[Source data — start]

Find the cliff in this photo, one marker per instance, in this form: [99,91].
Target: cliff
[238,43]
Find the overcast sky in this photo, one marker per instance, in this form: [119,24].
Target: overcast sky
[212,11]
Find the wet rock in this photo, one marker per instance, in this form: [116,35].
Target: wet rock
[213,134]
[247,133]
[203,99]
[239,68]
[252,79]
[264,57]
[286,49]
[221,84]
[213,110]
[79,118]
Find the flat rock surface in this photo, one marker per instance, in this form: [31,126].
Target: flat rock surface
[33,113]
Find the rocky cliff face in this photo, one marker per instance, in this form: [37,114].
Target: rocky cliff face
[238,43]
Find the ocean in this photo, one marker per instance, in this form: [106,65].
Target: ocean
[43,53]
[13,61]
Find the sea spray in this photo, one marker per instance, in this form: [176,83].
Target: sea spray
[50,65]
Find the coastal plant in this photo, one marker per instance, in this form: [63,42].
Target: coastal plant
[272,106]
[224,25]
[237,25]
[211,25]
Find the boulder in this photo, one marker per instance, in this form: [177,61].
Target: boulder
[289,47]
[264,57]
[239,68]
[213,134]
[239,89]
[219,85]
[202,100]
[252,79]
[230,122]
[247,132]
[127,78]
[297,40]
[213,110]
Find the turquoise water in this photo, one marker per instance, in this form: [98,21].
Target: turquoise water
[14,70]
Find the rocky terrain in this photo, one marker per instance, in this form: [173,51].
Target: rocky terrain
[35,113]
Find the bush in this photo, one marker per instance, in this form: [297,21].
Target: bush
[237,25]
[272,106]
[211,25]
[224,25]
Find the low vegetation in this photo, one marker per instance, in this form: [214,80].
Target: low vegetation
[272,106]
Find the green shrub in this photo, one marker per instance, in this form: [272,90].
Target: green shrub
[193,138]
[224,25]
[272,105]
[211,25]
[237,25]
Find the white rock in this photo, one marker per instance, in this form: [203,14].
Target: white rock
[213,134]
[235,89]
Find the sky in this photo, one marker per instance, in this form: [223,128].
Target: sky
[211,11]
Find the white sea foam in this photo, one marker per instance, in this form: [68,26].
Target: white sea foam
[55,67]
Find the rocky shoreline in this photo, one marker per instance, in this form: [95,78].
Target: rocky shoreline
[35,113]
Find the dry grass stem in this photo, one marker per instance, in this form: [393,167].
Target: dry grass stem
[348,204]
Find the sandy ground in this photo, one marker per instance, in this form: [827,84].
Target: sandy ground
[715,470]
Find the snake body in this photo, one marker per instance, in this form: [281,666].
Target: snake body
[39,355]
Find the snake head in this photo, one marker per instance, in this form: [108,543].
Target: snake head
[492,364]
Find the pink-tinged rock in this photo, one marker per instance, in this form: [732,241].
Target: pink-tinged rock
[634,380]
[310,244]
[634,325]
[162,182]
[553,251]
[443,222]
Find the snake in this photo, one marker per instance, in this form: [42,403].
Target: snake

[Source data — finish]

:: Work item ::
Please copy all of the data above exactly.

:: Answer ::
Find the cliff in this photo, one marker per instance, in this form: [99,91].
Target: cliff
[238,43]
Find the overcast sky in this photo, one marker per instance, in this form: [119,24].
Target: overcast sky
[212,11]
Find the wet rock in this photo, one marker per instance, in this form: [116,35].
Target: wet rock
[213,134]
[247,133]
[203,99]
[239,68]
[252,79]
[264,57]
[286,49]
[221,84]
[213,110]
[79,118]
Find the flat rock surface in this photo, one marker per instance, in this form: [31,126].
Target: flat rock surface
[33,113]
Find the rocky cliff face in this photo, one marker per instance, in this form: [37,114].
Target: rocky cliff face
[238,43]
Find the ocean in this photo, one marker per instance, in this form: [106,65].
Target: ocean
[43,53]
[13,61]
Find the sea spray in this photo, one marker per instance, in this form: [176,83].
Target: sea spray
[50,65]
Find the coastal plant in this photo, one marker per instance, in this form: [63,42].
Target: coastal plant
[272,106]
[224,25]
[237,25]
[211,25]
Find the boulder in this photo, one marker per instance, in this form: [177,61].
Target: boulder
[289,47]
[264,57]
[239,68]
[213,134]
[239,89]
[219,85]
[202,100]
[252,79]
[230,122]
[247,132]
[127,78]
[297,40]
[213,110]
Find the turquoise water in this photo, one marker per instance, in this form: [98,21].
Target: turquoise water
[14,70]
Find the rocky terrain in this photo, one marker per instance, in this form: [173,51].
Target: rocky terrain
[35,113]
Find the bush in this photo, one marker per instance, in this form: [297,21].
Target: bush
[237,25]
[272,106]
[211,25]
[224,25]
Find the low vegetation in this photo, one marker per instance, in this form: [214,80].
Target: low vegetation
[272,106]
Find the green shrub in this photo, one marker per instance, in this form: [272,90].
Target: green shrub
[193,138]
[224,25]
[272,105]
[211,25]
[237,25]
Find the white rock in this photo, one marker per instance, in this form: [203,14].
Target: white rock
[213,134]
[235,89]
Find the sky in this photo, one marker per instance, in this form: [223,128].
Target: sky
[211,11]
Find the white sea foam in this photo, one marker per instance, in this form: [68,26].
Target: white sea foam
[55,67]
Find the rocky shoreline in this photo, one marker per instance, in this form: [95,78].
Target: rocky shoreline
[35,113]
Find the dry grass stem in this photo, one marker per instance, in this form: [393,167].
Target: dry grass stem
[348,204]
Find the sandy ground in this photo, one marker per instance, in this form: [827,84].
Target: sandy ground
[715,470]
Find the snake body in this photo, one marker per instance, in this form: [281,666].
Target: snake body
[39,355]
Find the snake head in this photo, one marker per instance, in this form: [108,543].
Target: snake head
[492,364]
Find the pink-tinged rock in this photo, one marker per instance, in this form: [732,241].
Target: pink-tinged rock
[634,380]
[310,244]
[634,325]
[162,182]
[553,251]
[443,222]
Find the snake in this photo, one marker per instance, in this form: [42,403].
Target: snake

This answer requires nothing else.